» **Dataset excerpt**
>>>
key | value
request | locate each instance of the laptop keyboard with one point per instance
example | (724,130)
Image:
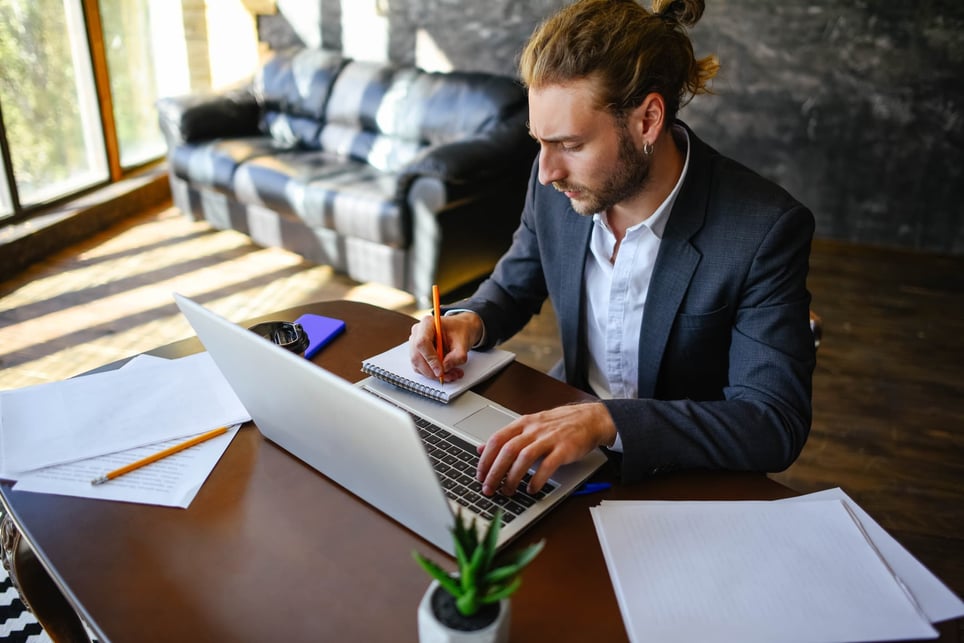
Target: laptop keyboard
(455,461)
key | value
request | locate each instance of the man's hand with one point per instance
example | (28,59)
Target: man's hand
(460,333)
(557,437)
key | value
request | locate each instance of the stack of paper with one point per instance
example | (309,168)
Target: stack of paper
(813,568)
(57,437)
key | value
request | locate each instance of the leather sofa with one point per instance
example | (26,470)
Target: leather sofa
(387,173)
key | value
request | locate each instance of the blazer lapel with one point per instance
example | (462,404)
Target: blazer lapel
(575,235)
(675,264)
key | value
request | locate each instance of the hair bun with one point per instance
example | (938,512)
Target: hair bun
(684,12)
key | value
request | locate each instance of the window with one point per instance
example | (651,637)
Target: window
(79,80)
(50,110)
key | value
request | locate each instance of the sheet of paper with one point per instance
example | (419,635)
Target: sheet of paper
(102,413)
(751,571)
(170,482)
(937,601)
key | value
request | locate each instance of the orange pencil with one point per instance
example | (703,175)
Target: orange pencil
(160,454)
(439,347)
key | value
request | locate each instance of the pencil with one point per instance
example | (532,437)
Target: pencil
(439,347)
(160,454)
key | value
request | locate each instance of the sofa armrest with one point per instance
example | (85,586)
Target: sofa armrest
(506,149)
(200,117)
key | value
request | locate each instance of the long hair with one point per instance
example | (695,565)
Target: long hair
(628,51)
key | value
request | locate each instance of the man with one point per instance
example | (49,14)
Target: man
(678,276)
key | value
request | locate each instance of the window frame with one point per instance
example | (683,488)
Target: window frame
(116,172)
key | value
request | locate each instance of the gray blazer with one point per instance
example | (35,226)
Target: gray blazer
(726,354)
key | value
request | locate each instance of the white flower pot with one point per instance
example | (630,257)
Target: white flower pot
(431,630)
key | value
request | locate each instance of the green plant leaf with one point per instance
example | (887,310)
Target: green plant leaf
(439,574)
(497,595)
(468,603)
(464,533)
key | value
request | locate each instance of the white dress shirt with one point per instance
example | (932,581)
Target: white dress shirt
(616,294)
<<<
>>>
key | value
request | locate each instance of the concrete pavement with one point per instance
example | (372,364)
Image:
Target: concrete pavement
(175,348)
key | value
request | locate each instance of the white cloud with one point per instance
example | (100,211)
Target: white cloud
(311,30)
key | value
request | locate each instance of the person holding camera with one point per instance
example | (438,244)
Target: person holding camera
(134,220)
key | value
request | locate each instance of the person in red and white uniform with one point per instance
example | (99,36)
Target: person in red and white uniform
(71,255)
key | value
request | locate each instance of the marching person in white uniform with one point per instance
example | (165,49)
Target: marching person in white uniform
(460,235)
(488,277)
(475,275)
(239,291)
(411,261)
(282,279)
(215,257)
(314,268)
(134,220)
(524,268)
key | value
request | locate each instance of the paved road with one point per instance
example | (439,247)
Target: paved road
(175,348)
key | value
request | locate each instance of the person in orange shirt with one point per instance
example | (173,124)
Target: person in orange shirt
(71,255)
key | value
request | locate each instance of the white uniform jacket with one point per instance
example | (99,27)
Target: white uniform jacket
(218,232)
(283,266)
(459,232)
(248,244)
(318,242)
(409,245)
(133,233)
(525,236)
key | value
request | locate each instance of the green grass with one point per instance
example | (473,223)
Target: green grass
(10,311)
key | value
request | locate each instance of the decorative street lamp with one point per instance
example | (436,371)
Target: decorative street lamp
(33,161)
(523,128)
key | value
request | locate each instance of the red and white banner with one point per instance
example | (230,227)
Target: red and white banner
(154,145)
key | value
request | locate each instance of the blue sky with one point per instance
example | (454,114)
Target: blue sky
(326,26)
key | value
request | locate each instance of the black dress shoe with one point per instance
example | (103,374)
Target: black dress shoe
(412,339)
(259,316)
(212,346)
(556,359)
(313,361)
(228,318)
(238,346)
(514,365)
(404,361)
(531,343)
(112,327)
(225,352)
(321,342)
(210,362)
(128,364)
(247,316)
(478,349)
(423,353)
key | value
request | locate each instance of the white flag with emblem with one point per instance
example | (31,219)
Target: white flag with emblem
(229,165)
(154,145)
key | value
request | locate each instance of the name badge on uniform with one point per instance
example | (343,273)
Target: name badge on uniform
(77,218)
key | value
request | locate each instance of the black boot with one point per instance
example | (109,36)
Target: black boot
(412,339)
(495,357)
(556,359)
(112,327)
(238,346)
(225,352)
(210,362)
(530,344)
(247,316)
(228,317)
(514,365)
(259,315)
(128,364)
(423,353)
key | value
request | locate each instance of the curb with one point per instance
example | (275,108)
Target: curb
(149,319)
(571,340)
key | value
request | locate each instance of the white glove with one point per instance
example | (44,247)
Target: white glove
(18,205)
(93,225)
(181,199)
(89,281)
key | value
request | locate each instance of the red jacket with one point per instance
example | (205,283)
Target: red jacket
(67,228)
<<<
List every line of the material that contains the string "cloud", treating uppercase and lowercase letters as different.

» **Answer for the task**
request | locate each instance of the white cloud with one point per instance
Target: white cloud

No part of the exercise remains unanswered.